***** Trecho do documento *****

Relacionamentos apenas experienciados sob o regime ditatorial dos corpos (transformados em capital), em condições consumistas, hedonistas e utilitaristas de existência social, estão fadados ao fracasso, dado o inevitável envelhecimento e perecimento do corpo. Não se trata, aqui, evidentemente, de negar a possibilidade de experienciar o amor carnal – o amor pode e deve também encontrar inspiração no enlace dos corpos, manifestado no sexo -, mas deve, uma vez que se pretenda uma experiência transcendente, humanamente mais significativa, fincar suas raízes em um terreno que ofereça nutrientes mais profundos, sem os quais esta forma de amor não será outra coisa, senão uma conexão circunstancial e efêmera.
É ilustrativo da condição do corpo como capital e da supervalorização que se é dada a ele o que nos relata a autora a respeito de uma pesquisa feita com homens e mulheres da cidade do Rio de Janeiro, pertencentes às classes mais favorecidas:
“Também com relação à atração entre os sexos, o corpo tem um papel fundamental. Ao perguntar: O que mais a atrai em um homem? As pesquisadas disseram a inteligência e o corpo. Para a questão: O que mais o atrai em uma mulher? Os pesquisados responderam a beleza e o corpo. Quando a atração é sexual, o corpo ganha um destaque ainda maior. Na pergunta: O que mais a atrai sexualmente em um homem? As mulheres disseram o tórax e o corpo. Para: O que mais o atrai sexualmente em uma mulher? As respostas masculinas foram a bunda e o corpo.”
(p. 51)
Novamente aqui, é preciso enfatizar que não se trata de denegar o corpo como fonte de estímulo para o sexo; afinal, não há sexo de almas, mas de corpos. Curioso é que, entre as mulheres, qualidades como ‘inteligência’ ainda competem com ‘o físico’, no que toca aos atributos masculinos que as atraem; ao contrário, os homens se sentem atraídos sexualmente apenas por mulheres dotadas de atributos corpóreos.

***** Material de dados *****

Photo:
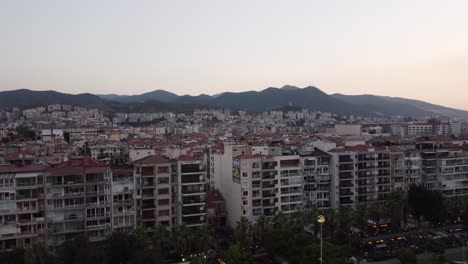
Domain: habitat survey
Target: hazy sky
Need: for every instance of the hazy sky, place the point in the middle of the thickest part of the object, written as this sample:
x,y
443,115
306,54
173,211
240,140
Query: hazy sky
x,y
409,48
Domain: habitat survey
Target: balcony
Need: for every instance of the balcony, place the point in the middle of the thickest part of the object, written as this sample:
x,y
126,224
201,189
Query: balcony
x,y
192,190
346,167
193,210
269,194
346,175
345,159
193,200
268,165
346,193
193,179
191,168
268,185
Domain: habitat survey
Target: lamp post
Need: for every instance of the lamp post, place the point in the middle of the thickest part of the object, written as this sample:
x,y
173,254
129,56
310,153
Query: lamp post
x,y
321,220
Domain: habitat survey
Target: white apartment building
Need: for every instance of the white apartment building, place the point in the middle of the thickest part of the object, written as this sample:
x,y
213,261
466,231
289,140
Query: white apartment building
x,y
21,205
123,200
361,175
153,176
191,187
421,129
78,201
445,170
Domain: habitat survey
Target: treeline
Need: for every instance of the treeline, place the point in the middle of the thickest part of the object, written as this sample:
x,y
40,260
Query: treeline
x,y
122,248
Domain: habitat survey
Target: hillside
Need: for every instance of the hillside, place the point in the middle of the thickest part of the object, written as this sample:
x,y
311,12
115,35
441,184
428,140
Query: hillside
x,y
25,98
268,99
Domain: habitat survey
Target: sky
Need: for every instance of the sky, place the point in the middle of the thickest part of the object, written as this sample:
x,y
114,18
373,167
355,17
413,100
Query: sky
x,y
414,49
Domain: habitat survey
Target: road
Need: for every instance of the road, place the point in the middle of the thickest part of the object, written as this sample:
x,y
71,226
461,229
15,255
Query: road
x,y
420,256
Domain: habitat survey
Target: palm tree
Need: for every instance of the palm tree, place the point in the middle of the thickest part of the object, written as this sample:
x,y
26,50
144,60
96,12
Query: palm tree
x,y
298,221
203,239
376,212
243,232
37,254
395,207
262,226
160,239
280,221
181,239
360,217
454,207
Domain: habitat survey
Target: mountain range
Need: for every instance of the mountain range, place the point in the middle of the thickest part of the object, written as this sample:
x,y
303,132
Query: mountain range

*****
***** Material de dados *****

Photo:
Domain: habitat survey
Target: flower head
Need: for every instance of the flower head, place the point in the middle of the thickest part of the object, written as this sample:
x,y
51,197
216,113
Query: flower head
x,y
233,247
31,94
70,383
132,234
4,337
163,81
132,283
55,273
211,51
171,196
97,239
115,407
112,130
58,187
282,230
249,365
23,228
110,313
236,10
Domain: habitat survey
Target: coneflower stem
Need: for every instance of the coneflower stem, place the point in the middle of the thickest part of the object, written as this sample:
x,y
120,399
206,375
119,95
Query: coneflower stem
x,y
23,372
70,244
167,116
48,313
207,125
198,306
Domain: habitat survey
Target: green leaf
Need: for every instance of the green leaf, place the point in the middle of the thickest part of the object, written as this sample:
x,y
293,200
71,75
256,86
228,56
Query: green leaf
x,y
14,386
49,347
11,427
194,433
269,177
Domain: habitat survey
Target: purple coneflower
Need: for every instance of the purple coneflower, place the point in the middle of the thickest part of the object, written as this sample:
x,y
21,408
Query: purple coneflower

*****

■ Tarefas propostas ■
1/ Traduza para o inglês a frase "Quando a atração é sexual, o corpo ganha um destaque ainda maior.", do texto sobre o corpo como capital nos relacionamentos.
2/ Prossiga com o texto sobre o corpo como capital nos relacionamentos a partir do ponto em que ele termina.
O material não guarda relação com o texto sobre o corpo como capital nos relacionamentos.

■ Respostas ■
1/ When the attraction is sexual, the body gains even greater prominence.

2/
3. O amor romântico e o amor paixão


Doravante, dedicar-me-ei a refletir sobre o amor romântico e seu correlato, o amor paixão. É preciso, contudo, situar a reflexão em dois domínios: o do imaginário e da realidade sócio-histórica. Ambos são atravessados pelo ideológico.
Em Banquete, ao nos contar sobre o diálogo que travou com Diotima, Sócrates ensinará ser o amor uma carência ou um falta. O amor é desejo do que falta. O objeto do amor é sempre uma falta. Só amamos aquilo que nos falta e que, portanto, não possuímos. O amor é incompletude, é pobreza ávida por devorar. A natureza miserável de Eros decorre de sua origem, já que ele é filho de Pênia, a penúria. O amor é também desejo por fusão irrealizável. Ensina-nos Sponville:
“O amor não é completude, mas incompletude. Não fusão, mas busca. Não perfeição plena, mas pobreza devoradora (...) o amor é desejo, e o desejo é falta”.
(p. 252)
O amor romântico é o amor da desmesura, do exagero e da impossibilidade. É uma forma de amor incompatível com a luxúria, pois que inspirado e alimentado pela alma. Sua consumação pelo sexo representa seu arrefecimento. É na conservação do seu desejo, na busca pelo objeto idealizado e inatingível, pois que também sublimado, que encontra sua vitalidade e sobrevivência. É amor de transcendência, de projeção e idealização. O amor romântico supervaloriza a palavra ou os atos e gestos comunicativos como formas simbólicas de magnetismo entre espíritos. Também é amor que promove um autoquestionamento e propicia aos parceiros a possibilidade de (re)pensar a complexidade do envolvimento emocional; é, portanto, auto-reflexivo.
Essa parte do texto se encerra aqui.